[TASKS TO CARRY OUT]:
1. Repeat the stretch of the filing from "Written communications pursuant" through "Act (17 CFR 240.14a-12)" word for word.
2. Answer these questions using the filing:
(a) In which city are the company's principal executive offices located?
(b) What is the trading symbol of the company's common stock?
(c) Under what exhibit number is the press release furnished?

[TEXT EXTRACT]:
* * * * *

SECURITIES AND EXCHANGE COMMISSION

Washington, D.C. 20549

 

FORM 8-K

 

CURRENT REPORT

Pursuant to Section 13 or 15(d) of the

Securities Exchange Act of 1934

 

Date of Report (date of earliest event reported): August 20, 2024

 

reAlpha Tech Corp.

(Exact name of registrant as specified in its charter)

 

Delaware   001-41839   86-3425507

(State or other jurisdiction of

incorporation or organization)

  (Commission File Number)  

(I.R.S. Employer

Identification Number)

 

6515 Longshore Loop, Suite 100, Dublin, OH 43017

(Address of principal executive offices and zip code)

 

(707) 732-5742

(Registrant’s telephone number, including area code)

 

Check the appropriate box below if the Form 8-K filing is intended to simultaneously satisfy the filing obligation of the registrant under any of the following provisions:

 

Written communications pursuant to Rule 425 under the Securities Act (17 CFR 230.425)

 

Soliciting material pursuant to Rule 14a-12 under the Exchange Act (17 CFR 240.14a-12)

 

Pre-commencement communications pursuant to Rule 14d-2(b) under the Exchange Act (17 CFR 240.14d-2(b))

 

Pre-commencement communications pursuant to Rule 13e-4(c) under the Exchange Act (17 CFR 240.13e-4(c))

 

Securities registered pursuant to Section 12(b) of the Act:

 

Title of each class   Trading symbol(s)   Name of each exchange on which registered
Common Stock, par value $0.001 per share   AIRE   The Nasdaq Stock Market LLC

 

Indicate by check mark whether the registrant is an emerging growth company as defined in Rule 405 of the Securities Act of 1933 (§230.405 of this chapter) or Rule 12b-2 of the Securities Exchange Act of 1934 (§240.12b-2 of this chapter).

 

Emerging growth company

 

If an emerging growth company, indicate by check mark if the registrant has elected not to use the extended transition period for complying with any new or revised financial accounting standards provided pursuant to Section 13(a) of the Exchange Act.

 

 

 

 

 

 

Item 7.01 Regulation FD Disclosure.

 

On August 20, 2024, reAlpha Tech Corp. (the “Company”) issued a press release announcing the launch of reAlpha (previously, “Claire”) (the “Super App”) for mobile devices. A copy of the press release is furnished as Exhibit 99.1 to this Current Report on Form 8-K (this “Form 8-K”) and is incorporated herein by reference.

* * * * *

[RECORD EXTRACTS]:
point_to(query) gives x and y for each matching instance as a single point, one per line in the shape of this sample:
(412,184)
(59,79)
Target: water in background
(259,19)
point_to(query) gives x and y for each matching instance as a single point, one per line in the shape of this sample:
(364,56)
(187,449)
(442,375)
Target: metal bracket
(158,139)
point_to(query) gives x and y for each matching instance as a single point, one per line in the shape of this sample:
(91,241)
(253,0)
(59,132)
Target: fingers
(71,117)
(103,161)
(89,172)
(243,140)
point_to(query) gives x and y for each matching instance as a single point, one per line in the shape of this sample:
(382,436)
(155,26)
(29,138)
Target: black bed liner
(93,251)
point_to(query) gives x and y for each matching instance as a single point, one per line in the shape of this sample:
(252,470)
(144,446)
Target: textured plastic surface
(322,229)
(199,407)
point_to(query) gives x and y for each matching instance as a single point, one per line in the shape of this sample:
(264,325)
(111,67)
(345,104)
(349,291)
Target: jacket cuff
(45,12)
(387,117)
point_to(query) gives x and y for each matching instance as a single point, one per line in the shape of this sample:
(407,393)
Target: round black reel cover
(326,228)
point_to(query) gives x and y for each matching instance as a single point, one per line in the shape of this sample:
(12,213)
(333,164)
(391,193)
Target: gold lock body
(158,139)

* * * * *

[EXPECTED ANSWERS]:
1.
Written communications pursuant to Rule 425 under the Securities Act (17 CFR 230.425)

 

Soliciting material pursuant to Rule 14a-12 under the Exchange Act (17 CFR 240.14a-12)

2.
(a) Dublin, OH
(b) AIRE
(c) Exhibit 99.1